▶ **TO DO**
Return the material word for word. Do not include pictures.

Object point labels
--

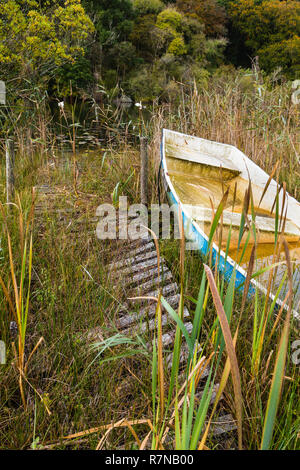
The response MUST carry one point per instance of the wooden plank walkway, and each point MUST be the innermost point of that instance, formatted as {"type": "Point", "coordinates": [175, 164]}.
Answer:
{"type": "Point", "coordinates": [132, 271]}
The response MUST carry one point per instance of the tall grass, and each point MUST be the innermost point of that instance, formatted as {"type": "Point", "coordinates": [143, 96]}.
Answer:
{"type": "Point", "coordinates": [225, 334]}
{"type": "Point", "coordinates": [16, 288]}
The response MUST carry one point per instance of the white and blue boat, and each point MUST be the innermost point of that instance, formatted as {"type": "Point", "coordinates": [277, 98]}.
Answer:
{"type": "Point", "coordinates": [196, 173]}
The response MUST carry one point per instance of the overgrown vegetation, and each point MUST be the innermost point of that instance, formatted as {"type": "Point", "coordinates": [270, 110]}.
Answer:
{"type": "Point", "coordinates": [69, 66]}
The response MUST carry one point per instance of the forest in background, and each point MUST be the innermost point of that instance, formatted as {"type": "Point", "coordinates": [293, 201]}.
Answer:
{"type": "Point", "coordinates": [50, 49]}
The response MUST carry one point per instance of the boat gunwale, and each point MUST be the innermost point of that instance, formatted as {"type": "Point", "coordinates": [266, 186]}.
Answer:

--

▶ **FINISHED ANSWER**
The response MUST carry one point per instance of the wooden plank walkway, and each point MUST be the innermost point of that instance, formatted as {"type": "Point", "coordinates": [175, 164]}.
Answer:
{"type": "Point", "coordinates": [132, 271]}
The response MUST carry one point per instance of the tall grass, and each point MUST be the innermost point of that instance, formatted as {"type": "Point", "coordinates": [143, 96]}.
Answer:
{"type": "Point", "coordinates": [225, 334]}
{"type": "Point", "coordinates": [16, 288]}
The response MUST carry one point per instance of the white and blue boat, and each point MUST be the innermost point of that instance, formatted as {"type": "Point", "coordinates": [277, 98]}.
Answer:
{"type": "Point", "coordinates": [196, 173]}
The response MUST carry one point per instance of the overgrown vegetation, and each point MUST be the innermost point of that instance, formatted as {"type": "Point", "coordinates": [270, 110]}.
Answer:
{"type": "Point", "coordinates": [69, 66]}
The response MUST carry one point per instance of the forest in background, and each point MUST be the innermost point of that instance, formatted as {"type": "Point", "coordinates": [293, 201]}.
Answer:
{"type": "Point", "coordinates": [50, 49]}
The response MUST carry one point per instance of the boat gunwale, and each point MUST be the innermost point of that instance, formatted as {"type": "Point", "coordinates": [266, 186]}.
Answer:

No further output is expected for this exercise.